**Exercise:**
Please copy out the items below word for word, and leave the pictures out.

— Start of Task inputs —

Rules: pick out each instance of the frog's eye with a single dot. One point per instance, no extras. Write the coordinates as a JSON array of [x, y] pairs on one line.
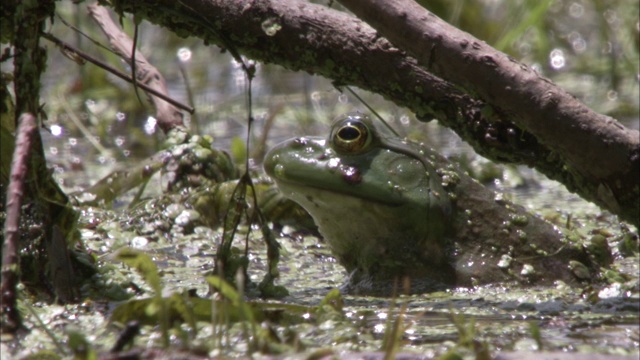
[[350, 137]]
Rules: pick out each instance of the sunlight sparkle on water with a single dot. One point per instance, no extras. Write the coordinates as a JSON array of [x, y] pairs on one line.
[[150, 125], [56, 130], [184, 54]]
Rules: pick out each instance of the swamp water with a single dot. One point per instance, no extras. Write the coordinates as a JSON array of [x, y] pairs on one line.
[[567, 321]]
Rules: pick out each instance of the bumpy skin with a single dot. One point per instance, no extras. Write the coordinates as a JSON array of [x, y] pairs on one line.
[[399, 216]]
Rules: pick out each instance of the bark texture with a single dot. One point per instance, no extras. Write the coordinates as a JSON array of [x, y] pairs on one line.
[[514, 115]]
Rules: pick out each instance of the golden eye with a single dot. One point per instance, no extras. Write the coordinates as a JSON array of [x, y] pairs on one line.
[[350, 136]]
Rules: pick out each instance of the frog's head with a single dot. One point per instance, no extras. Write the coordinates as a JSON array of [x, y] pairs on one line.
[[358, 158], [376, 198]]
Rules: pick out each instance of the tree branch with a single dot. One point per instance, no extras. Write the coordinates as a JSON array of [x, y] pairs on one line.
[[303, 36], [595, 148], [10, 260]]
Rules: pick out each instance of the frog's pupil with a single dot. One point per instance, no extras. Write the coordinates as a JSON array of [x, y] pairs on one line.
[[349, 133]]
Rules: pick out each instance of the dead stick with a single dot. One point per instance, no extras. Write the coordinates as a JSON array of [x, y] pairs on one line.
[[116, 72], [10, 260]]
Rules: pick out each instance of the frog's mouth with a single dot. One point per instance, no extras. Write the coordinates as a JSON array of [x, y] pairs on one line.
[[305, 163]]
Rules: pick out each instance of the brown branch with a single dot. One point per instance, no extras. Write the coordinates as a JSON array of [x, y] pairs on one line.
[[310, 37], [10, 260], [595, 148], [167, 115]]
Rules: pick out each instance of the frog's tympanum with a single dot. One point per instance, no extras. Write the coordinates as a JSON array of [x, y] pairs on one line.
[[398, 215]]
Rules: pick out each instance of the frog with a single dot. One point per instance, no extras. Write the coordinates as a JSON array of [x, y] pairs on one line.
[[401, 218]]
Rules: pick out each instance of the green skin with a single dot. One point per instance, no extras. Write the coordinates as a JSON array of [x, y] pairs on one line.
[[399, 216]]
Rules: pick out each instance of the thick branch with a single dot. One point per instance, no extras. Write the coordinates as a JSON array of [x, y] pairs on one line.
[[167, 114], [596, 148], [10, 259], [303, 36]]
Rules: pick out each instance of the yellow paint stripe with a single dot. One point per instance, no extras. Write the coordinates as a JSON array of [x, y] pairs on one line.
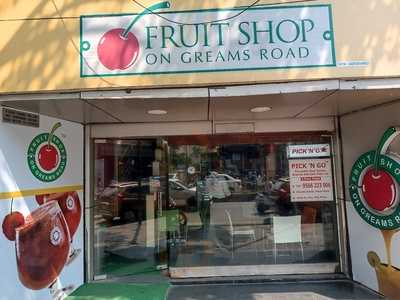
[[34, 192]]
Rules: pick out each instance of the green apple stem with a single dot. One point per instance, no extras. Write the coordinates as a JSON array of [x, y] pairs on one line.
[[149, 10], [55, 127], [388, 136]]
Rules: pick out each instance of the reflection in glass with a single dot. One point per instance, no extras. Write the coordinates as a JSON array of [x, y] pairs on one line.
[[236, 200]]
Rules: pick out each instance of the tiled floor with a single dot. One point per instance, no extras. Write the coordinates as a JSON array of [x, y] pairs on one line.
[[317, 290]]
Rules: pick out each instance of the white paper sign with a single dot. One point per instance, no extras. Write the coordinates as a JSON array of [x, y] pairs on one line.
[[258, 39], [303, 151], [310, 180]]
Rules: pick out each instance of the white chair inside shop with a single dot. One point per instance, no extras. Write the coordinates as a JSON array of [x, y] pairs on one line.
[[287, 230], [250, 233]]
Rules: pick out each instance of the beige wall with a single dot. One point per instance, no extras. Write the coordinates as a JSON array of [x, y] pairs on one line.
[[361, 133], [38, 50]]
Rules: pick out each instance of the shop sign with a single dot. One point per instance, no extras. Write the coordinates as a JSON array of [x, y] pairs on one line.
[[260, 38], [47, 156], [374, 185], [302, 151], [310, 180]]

— End of Task inputs —

**Response below:**
Rules: pick out each instance of the frog's eye with a single dot. One point per instance, no extras. Write the coordinates as a JSON array of [x, y] pairs on one line.
[[350, 137]]
Rules: pick out each instance of the sunlight sparkle on water with a single dot. One point per instance, no extras. Write the coordinates as a JSON array of [x, y] pairs on one line.
[[150, 125], [56, 130], [184, 54]]
Rules: pick out each instance of the swamp water with a single dot. One point per instance, no extras. Write the coordinates as a JSON array of [x, y] pairs on one line.
[[567, 321]]
Rules: pick out each instance of the bumpy skin with a single dot. One point per instance, no extras. Write the coordinates as a JSON array of [x, y] pairs on one line.
[[399, 216]]
Rules: pick out each instance of the bark texture with a single dot. One point per instance, no extras. Write the coordinates as a JSON array of [x, y] pairs on one line.
[[514, 115]]
Rules: pick out each instance of the golden eye with a single dot. One point per instance, no extras. Write the coordinates as a JSON array of [x, y] pairs on one line.
[[350, 136]]
Rules: pick out each instance of the frog's head with a single dot. One point per instance, no extras. Write the coordinates as a JSON array of [x, y] pairs on one line.
[[358, 158], [376, 198]]
Rules: pick out each instance of the tree branch with a single dot. One point per instance, no extras. Write the coordinates as a JSON array of [x, y] pairs on one line.
[[303, 36], [595, 148], [10, 260]]
Rules: pick out each instance of the frog's pupil with a single dot. One point per instance, no extras. Write the coordinates as a JSON array of [x, y] pairs on one line.
[[349, 133]]
Rules: pick out each instance of the dead stick with a single dot. One point per instance, no extras. Write the coordinates as a JSON array of [x, y] pairs on one line.
[[116, 72], [10, 260]]
Rules: pick out each instance of the frog's mouth with a single dot. One point per instance, no extras. Write the coordinates as a JSON array of [x, y] pairs on one line.
[[305, 163]]
Rules: pick out each instance of the brown branch with a single dot. One point per instance, no extras. Write the coordinates as a JSON array of [x, y] pairs on one line.
[[310, 37], [10, 260], [595, 148], [167, 115]]
Rules: pick out each instance of the frog's tympanum with a single dot. One point per instance, no extras. Write the coordinates as a JSON array of [x, y] pairs on one line.
[[398, 215]]
Rules: pick out each instance of the frog with a single dot. One point per instance, no extras. Write the coordinates as a JSON array of [x, y] pairs on one line.
[[401, 218]]
Rules: pick out each instance of the green skin with a single dot. One point per instance, no extras. Write the coordinates as a JSON array of [x, y] pairs on one line.
[[399, 216]]
Rules: pick out each instance of the thick branch with a single dot. One point per instance, no extras. Write the coordinates as a JSON array of [x, y] pairs on one line.
[[167, 114], [596, 148], [10, 259], [303, 36]]
Rules: pick out each instance of the yellow paint stripe with a single dot. One point per instance, no extras. Write the coordinates as a JSON array of [x, y] pairs on one line.
[[34, 192]]
Rules: pick out each instance of the green apple stem with a single dot. One point per instance, no extras. Write the coordinates as a JSON array of [x, y] pairs on one line.
[[149, 10], [55, 127], [388, 136]]
Rules: pick out each instance of the reflection in glass with a single dot. One point per instance, no extras. Write the coordinates as a JSON array of [x, y] pairs on one line.
[[236, 200]]
Rules: pick out each instance of the tiled floor with a single dot. One point per instance, no extras. Write the coordinates as a JSON array of [x, y] pairs on one line.
[[317, 290]]
Rules: pick out each instance of the white paper sign with a single dot. One point per instance, no extras. Write the coordinates as a JSON array of [x, y] pairs on one line.
[[258, 39], [303, 151], [310, 180]]
Rules: pick out each instance of the white chair inside shop with a single dot. One point per instance, no extras. Write the coordinates as a JSON array of [x, y] pairs on one line.
[[287, 230], [250, 233]]
Rules: pick out each instance of the beige wall with a single dot. One point per instance, no extras. Write the coordinates as a JSON array of [x, y] pairs on one line.
[[361, 133], [38, 50]]
Rules: pick out each instance of the shop sign with a single dot. One point per instance, no extras. Write the coordinates as a JSON array of [x, y] pairs on one line.
[[260, 38], [47, 156], [374, 185], [302, 151], [310, 180]]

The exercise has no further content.